◆ DOCUMENT PASSAGE:
##############################

Because the ladies of the Yoshiwara and the teahouses
were of such great interest to the Edo consumers, they were favorite subjects
of woodblock artists, who would draw their portraits in various complimentary
guises, or depict them strolling among the citizens. They were also part
of the imagination of popular authors of novels, poetry, and plays for
puppets or kabuki. As the art of the onnagata developed, the ladies themselves
would imitate the actors who imitated them onstage. It may be difficult
to tell, except from the literary context, whether a particular image is
meant to portray an oiran, an onnagata, or a literary character who combines
aspects of both. Although the sex of the "geisha dolls" is usually assumed
to be female, it might be helpful to imagine them rather as belonging to
this cross-gendered fantasy world.

##############################

◆ DATA RECORDS:
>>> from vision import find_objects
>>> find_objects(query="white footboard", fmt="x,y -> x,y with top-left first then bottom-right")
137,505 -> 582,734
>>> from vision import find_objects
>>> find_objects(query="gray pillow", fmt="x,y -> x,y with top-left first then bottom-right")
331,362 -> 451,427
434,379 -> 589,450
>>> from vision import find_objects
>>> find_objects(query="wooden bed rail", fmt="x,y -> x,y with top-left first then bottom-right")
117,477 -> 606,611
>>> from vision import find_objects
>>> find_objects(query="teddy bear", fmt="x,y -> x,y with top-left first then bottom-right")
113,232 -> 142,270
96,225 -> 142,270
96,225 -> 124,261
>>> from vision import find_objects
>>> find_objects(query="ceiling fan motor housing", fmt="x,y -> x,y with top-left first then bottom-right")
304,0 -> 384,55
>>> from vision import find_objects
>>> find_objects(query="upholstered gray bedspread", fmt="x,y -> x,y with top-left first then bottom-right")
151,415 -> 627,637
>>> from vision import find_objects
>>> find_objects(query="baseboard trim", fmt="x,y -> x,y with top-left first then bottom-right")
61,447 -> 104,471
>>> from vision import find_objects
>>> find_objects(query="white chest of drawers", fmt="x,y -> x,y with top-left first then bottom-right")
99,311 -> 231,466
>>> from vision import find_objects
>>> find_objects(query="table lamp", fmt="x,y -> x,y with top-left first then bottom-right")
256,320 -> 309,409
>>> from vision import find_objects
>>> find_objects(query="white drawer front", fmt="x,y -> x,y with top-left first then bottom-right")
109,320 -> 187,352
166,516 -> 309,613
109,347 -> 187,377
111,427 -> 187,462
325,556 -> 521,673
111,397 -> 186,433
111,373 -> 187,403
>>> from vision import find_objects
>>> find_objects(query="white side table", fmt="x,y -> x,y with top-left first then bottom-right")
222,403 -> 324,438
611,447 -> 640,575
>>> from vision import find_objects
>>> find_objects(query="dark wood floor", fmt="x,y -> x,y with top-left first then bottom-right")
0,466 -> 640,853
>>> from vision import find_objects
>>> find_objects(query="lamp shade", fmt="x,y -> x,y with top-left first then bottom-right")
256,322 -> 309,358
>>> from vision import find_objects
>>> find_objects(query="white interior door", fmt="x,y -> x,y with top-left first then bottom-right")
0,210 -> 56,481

##############################

◆ CHALLENGE: Continue the passage on Edo courtesans and the onnagata, starting after its last sentence. The data has no connection to the passage on Edo courtesans and the onnagata.

◆ RESULT OF THE EXERCISE:
This delicate creature is an oiran preparing for a customer,
as depicted by Suzuki Haronubu in a woodblock illustration to The
Elegant Amorous Adventures of Maneemon, around 1765. Note the tiny
hands and features.
This lady with a bull is not a lady but the Kabuki actor
Segawa Ugiro as depicted by Buncho (1772). The actor's forelock was shaved,
by law, in a specifically masculine style, but was usually
covered onstage by a purple cap. Note how similar the hairstyle and clothing
style, and even the tiny hands, to those of Haronobu's oiran above.
|This lovely creature, in a woodblock by Torii Kiyomitsu,
would seem to be an oiran: the elegant but elaborate hairstyle, the rich
clothing and huge brocade obi bow are beautifully rendered--though her
feet are bare. But the 1761 portrait is in fact of Segawa Kikunojo II,
in the kabuki role of a young girl, "like a slender twig of plum blossoms,"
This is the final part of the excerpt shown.